What you should do
Find each line in the material below that contains the word "positive" and copy those lines out.

Segment Open

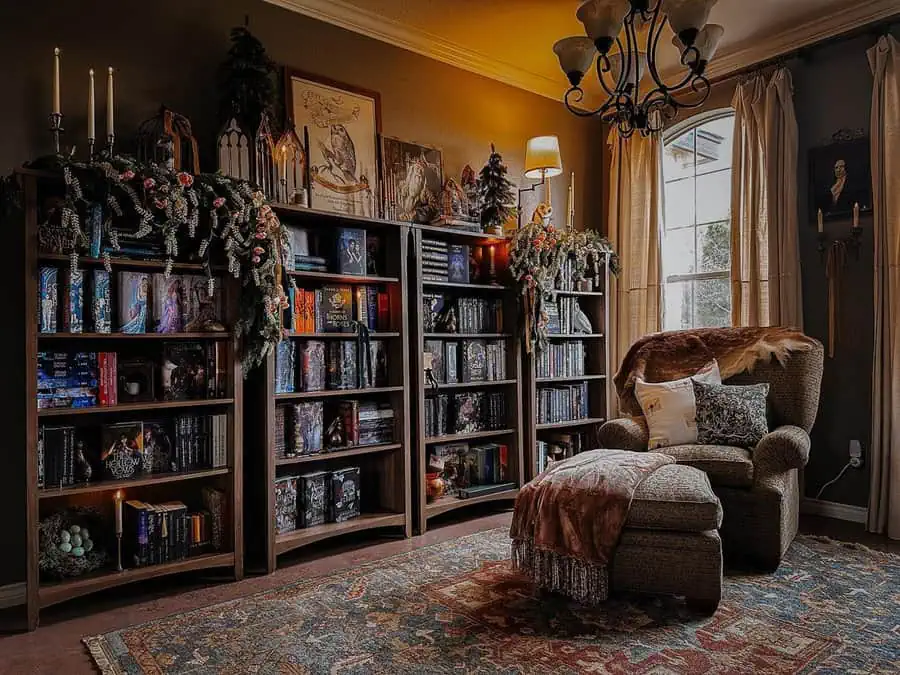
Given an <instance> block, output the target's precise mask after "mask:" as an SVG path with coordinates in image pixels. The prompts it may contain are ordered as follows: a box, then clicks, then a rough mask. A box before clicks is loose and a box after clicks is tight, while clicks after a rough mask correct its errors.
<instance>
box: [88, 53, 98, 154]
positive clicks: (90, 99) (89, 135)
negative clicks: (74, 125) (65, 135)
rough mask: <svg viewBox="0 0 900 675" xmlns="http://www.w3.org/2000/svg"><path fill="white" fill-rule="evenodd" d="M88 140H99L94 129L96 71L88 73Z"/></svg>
mask: <svg viewBox="0 0 900 675" xmlns="http://www.w3.org/2000/svg"><path fill="white" fill-rule="evenodd" d="M88 138H89V139H91V140H94V139H95V138H97V133H96V129H95V128H94V69H93V68H91V69H90V70H89V71H88Z"/></svg>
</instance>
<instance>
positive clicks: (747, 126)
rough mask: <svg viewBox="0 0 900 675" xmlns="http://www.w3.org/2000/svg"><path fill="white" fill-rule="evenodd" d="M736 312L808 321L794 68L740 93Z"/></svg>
mask: <svg viewBox="0 0 900 675" xmlns="http://www.w3.org/2000/svg"><path fill="white" fill-rule="evenodd" d="M732 106H733V107H734V111H735V121H734V125H735V126H734V145H733V150H732V160H731V161H732V169H733V170H732V177H731V180H732V185H731V303H732V304H731V317H732V324H734V325H735V326H771V325H781V326H793V327H795V328H802V327H803V305H802V296H801V285H800V284H801V281H800V248H799V245H798V216H797V207H798V202H797V154H798V133H797V119H796V117H795V115H794V93H793V85H792V82H791V74H790V71H788V70H787V69H786V68H779V69H777V70H776V71H775V72H774V73H773V75H772V77H771V79H770V81H769V83H768V84H766V81H765V78H764V77H763V76H762V75H755V76H753V77H752V78H750V79H749V80H747V81H745V82H742V83H740V84H739V85H738V86H737V87H736V88H735V92H734V99H733V101H732Z"/></svg>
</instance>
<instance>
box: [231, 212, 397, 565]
mask: <svg viewBox="0 0 900 675" xmlns="http://www.w3.org/2000/svg"><path fill="white" fill-rule="evenodd" d="M275 210H276V212H277V213H278V216H279V218H280V219H281V221H282V224H284V225H286V226H288V227H291V226H296V227H298V228H302V229H303V230H306V231H307V232H308V233H309V236H310V237H311V238H318V240H319V242H320V250H319V251H318V253H320V254H321V257H325V258H327V259H328V264H327V268H328V270H329V271H294V272H286V273H287V274H289V275H290V276H291V277H292V278H293V281H294V283H295V284H296V286H297V287H298V288H299V289H303V290H315V289H321V288H323V287H329V286H344V287H346V286H350V287H352V288H353V289H354V295H355V289H358V288H361V287H363V286H368V287H375V288H377V289H378V291H379V292H382V293H386V294H387V297H388V299H389V319H388V325H387V326H384V325H382V326H379V327H378V329H377V330H373V331H371V332H370V334H369V339H370V340H372V341H376V340H378V341H383V342H384V344H385V354H386V363H387V380H386V382H384V383H383V386H382V385H379V386H375V387H368V388H353V389H325V390H320V391H301V390H299V389H300V388H299V387H298V388H295V391H294V392H291V393H276V377H277V373H276V358H275V356H274V355H272V356H269V357H268V359H267V361H266V363H265V365H264V367H262V368H259V369H257V370H256V371H255V372H254V373H253V374H252V375H251V377H250V378H249V380H248V382H247V389H248V392H247V402H248V404H247V411H248V417H247V422H246V425H245V434H246V436H245V452H246V462H245V464H246V494H247V499H246V502H245V507H246V522H247V523H248V528H247V542H248V548H247V550H248V554H249V555H250V556H251V559H250V564H251V565H252V566H253V568H254V569H255V568H257V567H259V568H261V569H265V571H266V572H267V573H268V572H272V571H273V570H274V569H275V568H276V567H277V560H278V556H279V555H281V554H283V553H286V552H288V551H292V550H295V549H299V548H302V547H304V546H307V545H309V544H312V543H315V542H319V541H323V540H326V539H331V538H333V537H337V536H340V535H343V534H348V533H351V532H362V531H367V530H373V531H376V530H377V531H379V532H382V533H383V532H393V533H398V532H399V533H402V534H403V535H404V536H409V535H410V532H411V528H412V508H411V493H410V482H409V475H410V468H409V467H410V459H409V457H410V454H409V448H410V445H409V427H410V423H409V417H408V410H409V407H410V398H409V384H408V383H409V347H408V335H407V325H408V320H407V316H408V313H409V306H408V302H407V286H408V284H407V266H406V256H407V248H408V244H407V239H408V232H409V228H408V226H406V225H403V224H398V223H394V222H391V221H385V220H379V219H374V218H363V217H357V216H350V215H338V214H334V213H329V212H324V211H319V210H316V209H309V208H302V207H292V206H287V205H284V206H276V207H275ZM337 228H353V229H358V230H364V231H365V233H366V234H367V235H376V236H377V237H379V238H380V243H381V248H382V253H383V255H382V257H381V258H382V259H381V262H382V266H383V269H381V270H378V274H376V275H355V274H353V275H348V274H341V273H340V272H336V271H333V270H334V269H335V267H334V265H333V263H332V257H333V255H334V253H335V251H334V250H333V249H332V248H329V247H328V245H327V244H326V242H328V241H329V239H330V238H331V237H332V236H333V235H334V233H335V231H336V230H337ZM357 330H358V329H357ZM286 339H287V340H290V341H292V342H294V343H295V344H296V346H297V347H300V346H302V345H303V344H304V343H308V342H309V341H316V342H319V341H320V342H324V343H326V346H327V345H330V344H332V343H336V342H339V341H344V342H346V341H354V342H356V341H357V340H358V335H357V333H355V332H354V333H338V332H331V333H329V332H323V331H321V330H320V331H318V332H315V331H314V332H302V333H301V332H295V331H288V332H287V335H286ZM297 351H298V353H299V349H298V350H297ZM297 360H298V362H299V361H300V357H298V359H297ZM329 367H331V364H329ZM318 401H321V402H322V403H323V409H324V411H325V412H324V427H325V429H327V427H328V426H329V422H330V421H331V419H332V418H333V417H334V416H335V413H334V410H335V406H336V405H338V404H339V403H338V402H339V401H360V402H376V403H381V404H384V403H389V404H390V407H391V408H392V409H393V411H394V426H393V438H392V440H391V442H388V443H378V444H372V445H346V446H344V447H339V448H331V449H328V448H325V449H323V450H322V451H316V452H313V453H305V452H303V451H300V452H296V454H294V453H291V454H293V456H289V457H284V456H282V457H279V456H278V455H279V451H278V450H277V449H276V444H277V443H278V442H279V441H278V439H277V438H276V436H277V433H276V419H278V420H279V421H280V420H282V419H284V418H289V414H288V413H287V412H285V413H283V414H281V415H278V414H277V411H278V408H279V407H282V406H292V405H293V404H300V403H304V402H318ZM347 467H353V468H359V469H360V494H361V498H360V514H359V516H357V517H355V518H351V519H349V520H345V521H343V522H325V523H321V524H318V525H312V526H309V527H299V525H300V523H298V527H297V528H296V529H293V530H291V531H284V532H278V531H277V530H276V522H275V518H276V508H277V506H278V505H277V504H276V494H275V482H276V480H278V479H283V478H284V477H291V476H300V475H304V474H309V473H313V472H319V471H335V470H338V469H344V468H347ZM301 498H302V495H298V499H301Z"/></svg>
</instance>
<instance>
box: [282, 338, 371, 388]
mask: <svg viewBox="0 0 900 675" xmlns="http://www.w3.org/2000/svg"><path fill="white" fill-rule="evenodd" d="M387 373H388V358H387V345H386V343H385V342H384V341H383V340H369V341H363V342H362V348H361V347H360V343H359V342H358V341H356V340H334V341H330V342H328V343H327V344H326V343H325V342H323V341H321V340H307V341H304V342H300V341H295V340H282V341H281V342H279V343H278V346H277V347H276V349H275V393H276V394H291V393H294V392H298V391H305V392H309V391H324V390H326V389H329V390H340V389H369V388H372V387H383V386H386V384H387Z"/></svg>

Segment Closed

Response to this exercise
positive clicks: (90, 99) (89, 135)
positive clicks: (747, 126)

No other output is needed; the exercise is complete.